Retype every entry in its entirety, without alteration.

═══

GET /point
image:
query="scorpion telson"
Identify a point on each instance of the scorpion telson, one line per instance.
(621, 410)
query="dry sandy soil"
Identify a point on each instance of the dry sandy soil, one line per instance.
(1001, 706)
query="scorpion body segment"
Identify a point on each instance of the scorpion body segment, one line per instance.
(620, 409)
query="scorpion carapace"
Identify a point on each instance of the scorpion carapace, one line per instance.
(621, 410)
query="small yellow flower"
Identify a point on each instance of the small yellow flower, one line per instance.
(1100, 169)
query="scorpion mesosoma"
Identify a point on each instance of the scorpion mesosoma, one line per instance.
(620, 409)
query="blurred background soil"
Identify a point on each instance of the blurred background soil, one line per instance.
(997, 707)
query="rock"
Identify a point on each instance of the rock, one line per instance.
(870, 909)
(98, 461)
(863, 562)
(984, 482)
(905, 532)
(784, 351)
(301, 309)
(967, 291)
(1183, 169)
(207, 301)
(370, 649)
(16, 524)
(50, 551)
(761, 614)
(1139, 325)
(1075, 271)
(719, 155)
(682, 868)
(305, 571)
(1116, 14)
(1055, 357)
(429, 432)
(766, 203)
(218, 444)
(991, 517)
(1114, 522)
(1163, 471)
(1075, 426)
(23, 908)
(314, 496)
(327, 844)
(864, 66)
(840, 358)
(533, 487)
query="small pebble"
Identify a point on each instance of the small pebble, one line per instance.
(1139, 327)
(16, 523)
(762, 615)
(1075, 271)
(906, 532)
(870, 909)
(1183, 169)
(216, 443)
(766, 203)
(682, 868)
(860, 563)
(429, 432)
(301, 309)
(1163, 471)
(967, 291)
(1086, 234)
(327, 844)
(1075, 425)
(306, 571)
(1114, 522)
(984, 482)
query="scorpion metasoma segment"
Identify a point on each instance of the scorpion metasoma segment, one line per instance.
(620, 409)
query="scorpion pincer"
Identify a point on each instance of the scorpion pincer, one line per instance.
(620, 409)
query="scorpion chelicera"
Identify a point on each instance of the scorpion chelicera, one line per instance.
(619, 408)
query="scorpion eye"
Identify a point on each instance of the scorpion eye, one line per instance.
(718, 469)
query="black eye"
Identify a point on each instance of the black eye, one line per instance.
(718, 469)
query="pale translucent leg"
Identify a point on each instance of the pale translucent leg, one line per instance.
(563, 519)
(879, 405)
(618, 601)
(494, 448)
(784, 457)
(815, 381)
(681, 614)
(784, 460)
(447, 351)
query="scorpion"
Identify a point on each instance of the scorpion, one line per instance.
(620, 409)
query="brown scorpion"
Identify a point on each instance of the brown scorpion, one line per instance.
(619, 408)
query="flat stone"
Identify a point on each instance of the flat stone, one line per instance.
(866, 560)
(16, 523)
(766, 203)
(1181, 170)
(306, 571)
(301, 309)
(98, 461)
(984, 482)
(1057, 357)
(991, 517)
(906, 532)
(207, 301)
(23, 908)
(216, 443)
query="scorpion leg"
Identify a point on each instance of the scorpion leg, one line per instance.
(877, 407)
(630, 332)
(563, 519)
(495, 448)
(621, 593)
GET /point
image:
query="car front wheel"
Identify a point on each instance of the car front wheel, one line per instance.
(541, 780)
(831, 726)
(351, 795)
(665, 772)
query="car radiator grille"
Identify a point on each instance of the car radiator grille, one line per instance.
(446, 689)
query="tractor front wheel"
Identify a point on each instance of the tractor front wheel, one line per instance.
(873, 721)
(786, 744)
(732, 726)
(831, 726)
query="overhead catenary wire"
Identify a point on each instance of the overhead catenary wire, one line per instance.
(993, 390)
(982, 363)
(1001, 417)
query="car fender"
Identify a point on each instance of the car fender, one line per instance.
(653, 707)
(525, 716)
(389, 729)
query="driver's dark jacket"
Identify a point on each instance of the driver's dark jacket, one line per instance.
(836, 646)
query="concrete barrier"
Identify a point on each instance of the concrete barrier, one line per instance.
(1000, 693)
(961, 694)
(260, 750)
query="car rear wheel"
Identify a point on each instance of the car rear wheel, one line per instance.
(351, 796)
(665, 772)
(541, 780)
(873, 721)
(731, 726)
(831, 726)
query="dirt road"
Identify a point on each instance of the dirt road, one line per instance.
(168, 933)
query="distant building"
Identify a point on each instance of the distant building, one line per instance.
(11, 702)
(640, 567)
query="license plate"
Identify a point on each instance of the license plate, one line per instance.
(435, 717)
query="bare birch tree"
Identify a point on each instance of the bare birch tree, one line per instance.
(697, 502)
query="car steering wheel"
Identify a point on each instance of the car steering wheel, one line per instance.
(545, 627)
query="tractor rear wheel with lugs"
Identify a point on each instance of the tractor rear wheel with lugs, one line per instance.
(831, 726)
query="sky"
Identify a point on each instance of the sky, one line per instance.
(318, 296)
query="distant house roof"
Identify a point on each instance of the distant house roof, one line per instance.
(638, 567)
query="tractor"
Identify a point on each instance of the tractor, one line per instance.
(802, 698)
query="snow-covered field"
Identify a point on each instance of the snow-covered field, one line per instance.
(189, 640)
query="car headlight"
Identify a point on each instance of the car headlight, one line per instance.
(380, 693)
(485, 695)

═══

--- The solution ---
GET /point
image:
query="scorpion telson"
Identify a point on each instance of the scorpion telson, one line per instance.
(621, 410)
query="dry sandy soil"
Identify a point on each instance of the dry sandy soil, one line per instance.
(1001, 706)
query="scorpion body segment"
Identify a point on each instance of the scorpion body segment, one line per instance.
(620, 409)
query="scorpion carapace"
Identify a point on each instance of the scorpion carapace, one line per instance.
(621, 410)
query="small yellow flower"
Identify a point on each instance of the small yellow flower, one line per instance.
(1100, 169)
query="scorpion mesosoma"
Identify a point on each instance of the scorpion mesosoma, one line per instance.
(620, 409)
query="blurred background soil"
Identify a point on each instance of the blurred background soil, one line per instance.
(997, 707)
query="rock"
Identify a point on each instance of the rock, one line per instance.
(870, 909)
(98, 461)
(863, 562)
(984, 482)
(905, 532)
(784, 351)
(301, 309)
(967, 291)
(1183, 169)
(207, 301)
(370, 649)
(16, 524)
(50, 551)
(761, 614)
(1139, 325)
(1075, 271)
(719, 155)
(682, 868)
(305, 571)
(1116, 14)
(1055, 357)
(429, 432)
(766, 203)
(218, 444)
(991, 517)
(1114, 522)
(1163, 471)
(1075, 426)
(23, 908)
(314, 496)
(327, 844)
(864, 66)
(840, 358)
(533, 487)
query="small pebble"
Identify a point on each instance of the small pebble, one line per instance.
(1139, 327)
(16, 523)
(762, 615)
(1075, 271)
(906, 532)
(870, 909)
(1183, 169)
(216, 443)
(766, 203)
(682, 868)
(860, 563)
(429, 432)
(301, 309)
(1163, 471)
(967, 291)
(1086, 234)
(327, 844)
(1075, 425)
(306, 571)
(1114, 522)
(984, 482)
query="scorpion metasoma segment"
Identify a point on each instance of the scorpion metasoma segment, one line per instance.
(620, 409)
query="scorpion pincer"
Identify a point on each instance of the scorpion pincer, one line per instance.
(620, 409)
query="scorpion chelicera"
Identify a point on each instance of the scorpion chelicera, one line per instance.
(619, 408)
query="scorpion eye"
Identify a point on each instance of the scorpion eye, one line per instance.
(718, 469)
query="black eye"
Identify a point on each instance of the black eye, one line per instance.
(718, 469)
query="pale translucent leg"
Identify a point on each instance of the pale translucent leg, one line per instance.
(563, 519)
(879, 405)
(618, 601)
(494, 448)
(784, 457)
(815, 381)
(681, 614)
(784, 460)
(447, 351)
query="scorpion"
Identify a point on each instance of the scorpion, one line per instance.
(620, 409)
query="brown scorpion"
Identify a point on each instance of the brown scorpion, one line per instance.
(619, 408)
query="flat stone"
Identify a point on each instance of the flat stone, one line per instance.
(866, 560)
(16, 523)
(766, 203)
(1181, 170)
(306, 571)
(301, 309)
(98, 461)
(984, 482)
(1057, 357)
(991, 517)
(906, 532)
(207, 301)
(23, 908)
(216, 443)
query="scorpion leg"
Identify a point on each instance of the scorpion leg, one line per instance.
(877, 407)
(630, 332)
(563, 519)
(495, 448)
(621, 593)
GET /point
image:
query="car front wheel"
Identify a point on each instance of the car front wheel, one line per instance.
(541, 780)
(831, 726)
(351, 795)
(665, 772)
query="car radiator grille"
Identify a point on each instance of the car radiator grille, one line per instance.
(446, 689)
query="tractor front wheel"
Identify a point on each instance of the tractor front wheel, one line per instance.
(873, 721)
(786, 744)
(732, 726)
(831, 726)
query="overhead catenary wire"
Identify a point on each instance of the overhead catenary wire, one line per instance.
(993, 390)
(982, 363)
(1001, 417)
query="car fender"
Identify a point on each instance of the car fender, one line per instance.
(653, 707)
(525, 716)
(389, 729)
query="driver's dark jacket"
Identify a point on each instance of the driver's dark jacket, one line per instance.
(836, 646)
query="concrete barrier"
Identify a point on each instance of the concrete barrier, one line per instance.
(1000, 693)
(961, 694)
(260, 750)
query="car rear wheel"
Identify a point on each instance of the car rear wheel, one line per instance.
(351, 796)
(665, 772)
(541, 780)
(873, 721)
(731, 726)
(831, 726)
query="dirt road"
Identify a point on each instance of the dirt road, one line per instance.
(168, 933)
query="distant building"
Identify a point on each instance of the distant building, one line per instance.
(11, 702)
(640, 567)
query="license plate"
Identify a point on each instance of the license plate, one line per instance.
(435, 717)
query="bare birch tree"
Identify a point on each instance of the bare birch tree, one line per instance.
(697, 502)
query="car steering wheel"
Identify a point on each instance of the car steering wheel, one line per instance.
(545, 627)
query="tractor rear wheel with lugs"
Identify a point on each instance of the tractor rear wheel with lugs, one line per instance.
(831, 726)
query="sky"
Identify a point on each instance of the sky, one line per instance.
(318, 296)
query="distant house roof"
Identify a point on each instance of the distant house roof, one line per instance.
(638, 567)
query="tractor"
Identify a point on each instance of the tractor, one line per instance.
(802, 698)
query="snow-covered field"
Identify a point on each instance of the snow-covered field, one line per instance.
(189, 640)
query="car headlight"
Identify a point on each instance of the car headlight, one line per instance.
(380, 693)
(485, 695)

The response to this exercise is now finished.